* Start DOCUMENT TEXT *
I hated school and was a pathological shoplifter so left at 16, wanting to write on the local paper. After working at a grocers I went to college to do media studies; theatre and dance modules satisfied my chronic need for attention. During university I saw Billy Connolly, Rory Bremner and Simon Bligh and decided I wanted to write comedy. TV followed.

When you were 15 years old, which newspaper did your family get, and did you read it?

My dad, an accountant, got The Daily Telegraph every day and bought the Standard home to get me to look at the share prices - but I turned straight to sport.

And what were your favourite TV and radio programmes?

I spent most of 1981 at gigs, seeing U2, The Pretenders, The Stranglers and The Jam all in one year, but I enjoyed sitcoms such as Porridge and we became obsessed with The Young Ones. I listened to Peel a lot and to Tommy Boyd's late-night phone-ins on LBC - an open invitation to unusual, eccentric people if ever there was one.
* End DOCUMENT TEXT *
* Start DATA LINES *
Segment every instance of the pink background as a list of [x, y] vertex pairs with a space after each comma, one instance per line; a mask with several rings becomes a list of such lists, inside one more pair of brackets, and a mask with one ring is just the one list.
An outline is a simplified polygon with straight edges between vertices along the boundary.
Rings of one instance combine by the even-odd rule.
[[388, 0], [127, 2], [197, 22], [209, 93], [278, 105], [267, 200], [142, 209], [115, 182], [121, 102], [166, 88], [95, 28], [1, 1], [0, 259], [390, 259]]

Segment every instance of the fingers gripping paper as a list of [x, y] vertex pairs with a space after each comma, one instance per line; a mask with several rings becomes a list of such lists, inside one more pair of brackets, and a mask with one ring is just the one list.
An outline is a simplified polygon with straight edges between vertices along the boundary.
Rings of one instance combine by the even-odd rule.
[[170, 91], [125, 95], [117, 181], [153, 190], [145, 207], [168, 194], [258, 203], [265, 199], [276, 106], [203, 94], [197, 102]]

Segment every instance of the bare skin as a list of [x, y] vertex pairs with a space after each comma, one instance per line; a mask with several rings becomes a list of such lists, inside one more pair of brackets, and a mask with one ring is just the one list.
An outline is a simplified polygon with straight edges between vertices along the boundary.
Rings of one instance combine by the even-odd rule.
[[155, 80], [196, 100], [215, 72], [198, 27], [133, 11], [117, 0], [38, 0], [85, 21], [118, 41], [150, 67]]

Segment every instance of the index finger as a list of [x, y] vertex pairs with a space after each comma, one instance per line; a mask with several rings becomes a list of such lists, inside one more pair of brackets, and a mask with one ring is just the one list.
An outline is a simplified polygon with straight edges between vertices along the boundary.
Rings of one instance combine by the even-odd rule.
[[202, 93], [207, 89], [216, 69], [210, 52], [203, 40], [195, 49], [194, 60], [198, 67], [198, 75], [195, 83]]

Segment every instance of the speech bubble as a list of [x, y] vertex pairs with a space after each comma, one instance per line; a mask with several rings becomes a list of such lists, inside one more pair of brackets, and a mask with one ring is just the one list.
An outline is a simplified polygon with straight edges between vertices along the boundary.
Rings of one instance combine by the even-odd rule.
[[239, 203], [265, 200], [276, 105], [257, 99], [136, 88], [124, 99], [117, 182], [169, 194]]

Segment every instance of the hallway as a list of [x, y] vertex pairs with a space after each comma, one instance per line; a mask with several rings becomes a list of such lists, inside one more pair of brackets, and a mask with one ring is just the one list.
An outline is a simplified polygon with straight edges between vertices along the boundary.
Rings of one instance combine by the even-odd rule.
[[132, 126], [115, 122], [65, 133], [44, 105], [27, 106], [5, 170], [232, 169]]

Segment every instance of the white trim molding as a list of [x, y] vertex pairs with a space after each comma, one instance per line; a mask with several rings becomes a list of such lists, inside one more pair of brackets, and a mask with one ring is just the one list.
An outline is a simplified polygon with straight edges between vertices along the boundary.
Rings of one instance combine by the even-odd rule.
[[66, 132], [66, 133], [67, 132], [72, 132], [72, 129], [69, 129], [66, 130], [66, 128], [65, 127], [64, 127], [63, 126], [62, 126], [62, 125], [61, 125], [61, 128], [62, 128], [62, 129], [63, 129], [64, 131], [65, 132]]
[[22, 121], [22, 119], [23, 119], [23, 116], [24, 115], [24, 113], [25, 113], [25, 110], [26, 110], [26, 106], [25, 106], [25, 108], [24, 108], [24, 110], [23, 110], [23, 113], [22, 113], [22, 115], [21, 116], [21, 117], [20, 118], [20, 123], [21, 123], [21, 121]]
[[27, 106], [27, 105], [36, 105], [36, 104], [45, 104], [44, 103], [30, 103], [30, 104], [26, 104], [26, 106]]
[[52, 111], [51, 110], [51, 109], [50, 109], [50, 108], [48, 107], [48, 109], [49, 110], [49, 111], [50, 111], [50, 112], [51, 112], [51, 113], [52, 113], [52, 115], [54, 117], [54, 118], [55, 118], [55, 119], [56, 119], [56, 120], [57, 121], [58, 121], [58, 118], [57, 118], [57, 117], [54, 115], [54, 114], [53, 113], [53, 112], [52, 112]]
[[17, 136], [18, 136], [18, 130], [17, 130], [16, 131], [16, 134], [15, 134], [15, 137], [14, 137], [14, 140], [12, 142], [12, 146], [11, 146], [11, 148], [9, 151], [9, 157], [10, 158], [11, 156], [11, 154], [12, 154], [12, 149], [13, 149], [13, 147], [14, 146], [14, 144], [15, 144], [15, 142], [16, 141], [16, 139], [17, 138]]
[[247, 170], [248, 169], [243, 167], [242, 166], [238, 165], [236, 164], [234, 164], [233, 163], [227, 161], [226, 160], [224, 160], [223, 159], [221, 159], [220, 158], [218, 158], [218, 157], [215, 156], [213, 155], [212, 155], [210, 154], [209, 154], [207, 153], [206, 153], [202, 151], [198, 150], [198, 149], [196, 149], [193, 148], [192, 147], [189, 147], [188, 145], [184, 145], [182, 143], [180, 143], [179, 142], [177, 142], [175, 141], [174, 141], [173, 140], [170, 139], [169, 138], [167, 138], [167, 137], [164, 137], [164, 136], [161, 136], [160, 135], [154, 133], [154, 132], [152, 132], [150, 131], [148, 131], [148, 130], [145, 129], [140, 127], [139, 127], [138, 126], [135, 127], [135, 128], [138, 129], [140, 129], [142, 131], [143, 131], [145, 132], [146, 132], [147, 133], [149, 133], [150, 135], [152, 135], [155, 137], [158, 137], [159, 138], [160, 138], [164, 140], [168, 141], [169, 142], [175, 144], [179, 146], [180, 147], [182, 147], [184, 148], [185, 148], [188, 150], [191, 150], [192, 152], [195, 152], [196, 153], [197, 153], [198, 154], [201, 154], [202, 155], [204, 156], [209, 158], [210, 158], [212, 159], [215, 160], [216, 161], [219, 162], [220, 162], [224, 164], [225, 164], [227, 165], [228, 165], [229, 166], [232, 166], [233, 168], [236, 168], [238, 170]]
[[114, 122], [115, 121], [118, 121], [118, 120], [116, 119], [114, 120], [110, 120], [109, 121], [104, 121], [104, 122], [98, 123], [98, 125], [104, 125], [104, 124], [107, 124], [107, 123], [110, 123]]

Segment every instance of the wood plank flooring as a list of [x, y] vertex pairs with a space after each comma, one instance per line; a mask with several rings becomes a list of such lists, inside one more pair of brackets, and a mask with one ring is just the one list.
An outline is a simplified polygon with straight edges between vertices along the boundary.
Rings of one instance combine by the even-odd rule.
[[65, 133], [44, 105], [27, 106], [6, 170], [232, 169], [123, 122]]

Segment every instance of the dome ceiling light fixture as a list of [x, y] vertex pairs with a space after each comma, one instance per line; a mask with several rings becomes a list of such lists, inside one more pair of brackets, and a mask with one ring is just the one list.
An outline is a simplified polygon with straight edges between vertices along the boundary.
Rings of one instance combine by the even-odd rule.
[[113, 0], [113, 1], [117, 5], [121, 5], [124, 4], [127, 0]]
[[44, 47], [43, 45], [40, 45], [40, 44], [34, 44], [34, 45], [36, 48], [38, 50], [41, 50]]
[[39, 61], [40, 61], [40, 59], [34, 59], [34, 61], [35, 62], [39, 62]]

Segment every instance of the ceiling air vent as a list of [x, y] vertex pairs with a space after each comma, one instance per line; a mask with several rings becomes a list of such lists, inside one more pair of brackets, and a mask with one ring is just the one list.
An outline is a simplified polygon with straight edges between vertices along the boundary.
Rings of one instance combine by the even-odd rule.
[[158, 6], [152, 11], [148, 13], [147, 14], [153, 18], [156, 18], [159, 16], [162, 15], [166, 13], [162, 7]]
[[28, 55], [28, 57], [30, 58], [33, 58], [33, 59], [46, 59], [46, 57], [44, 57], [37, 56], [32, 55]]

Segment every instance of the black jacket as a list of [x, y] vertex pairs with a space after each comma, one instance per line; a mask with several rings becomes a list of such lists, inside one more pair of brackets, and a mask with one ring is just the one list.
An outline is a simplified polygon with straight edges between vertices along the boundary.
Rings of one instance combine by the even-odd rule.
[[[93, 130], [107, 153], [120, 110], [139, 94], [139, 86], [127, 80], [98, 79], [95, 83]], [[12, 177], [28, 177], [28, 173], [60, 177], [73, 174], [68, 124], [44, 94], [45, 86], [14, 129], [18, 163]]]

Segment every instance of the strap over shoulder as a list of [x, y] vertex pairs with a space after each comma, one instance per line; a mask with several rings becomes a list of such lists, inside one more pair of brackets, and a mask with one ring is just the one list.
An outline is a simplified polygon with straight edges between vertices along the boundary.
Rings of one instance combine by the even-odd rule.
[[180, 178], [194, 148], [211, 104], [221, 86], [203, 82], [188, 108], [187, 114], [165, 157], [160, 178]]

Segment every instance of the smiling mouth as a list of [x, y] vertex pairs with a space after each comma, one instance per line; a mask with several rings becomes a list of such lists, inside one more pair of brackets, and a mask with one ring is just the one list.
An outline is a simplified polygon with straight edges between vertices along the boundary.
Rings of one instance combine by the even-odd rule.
* End DATA LINES *
§ **STATED GOAL 1**:
Answer these questions from the interview excerpt:
(a) At what age did the interviewee leave school?
(b) Which newspaper did the interviewee's father get every day?
(c) Whose late-night phone-ins on LBC did the interviewee listen to?
§ **STATED GOAL 2**:
Continue the interview excerpt from its last sentence.
The rows come from a separate source and are unrelated to the interview excerpt.

§ **RIGHT ANSWER 1**:
(a) At 16.
(b) The Daily Telegraph.
(c) Tommy Boyd's.

§ **RIGHT ANSWER 2**:
What media do you turn to first thing in the morning?

A website with links to all the newspapers: wrx.zen. co.uk; the BBC Sport website, and TEAMtalk.com.

Do you consult any media sources during the working day?

If there's a big story, BBC News 24 switching over to the Channel 4 News at 7pm, who cover it in depth so you don't have to stay up for Paxman. The BBC Six O'Clock News is ridiculously over-earnest; it's like John Craven's Newsround.

What is the best thing about your job?

I enjoy it and can now choose when I want to work.

And the worst?

Working - particularly drama filming, because it is so tiring. But junior doctors do longer hours so I shouldn't moan. It's not coal mining - I haven't got lungs full of dust.

What's the proudest achievement in your working life?

The first stand-up video I did in 1994 was during a really good time in my life. Jonathan Creek was great - strong stories and strong support - but Bob and Rose is the best thing I've done on TV. It was quite a tricky part.

And what's your most embarrassing moment?

Also from Bob and Rose, when I snogged a bloke. We were both straight and got ourselves in a pickle about it, but it wasn't so much kissing him as kissing him so badly. He was quite forceful and kept pushing my head back out of shot.

At home, what do you tune in to?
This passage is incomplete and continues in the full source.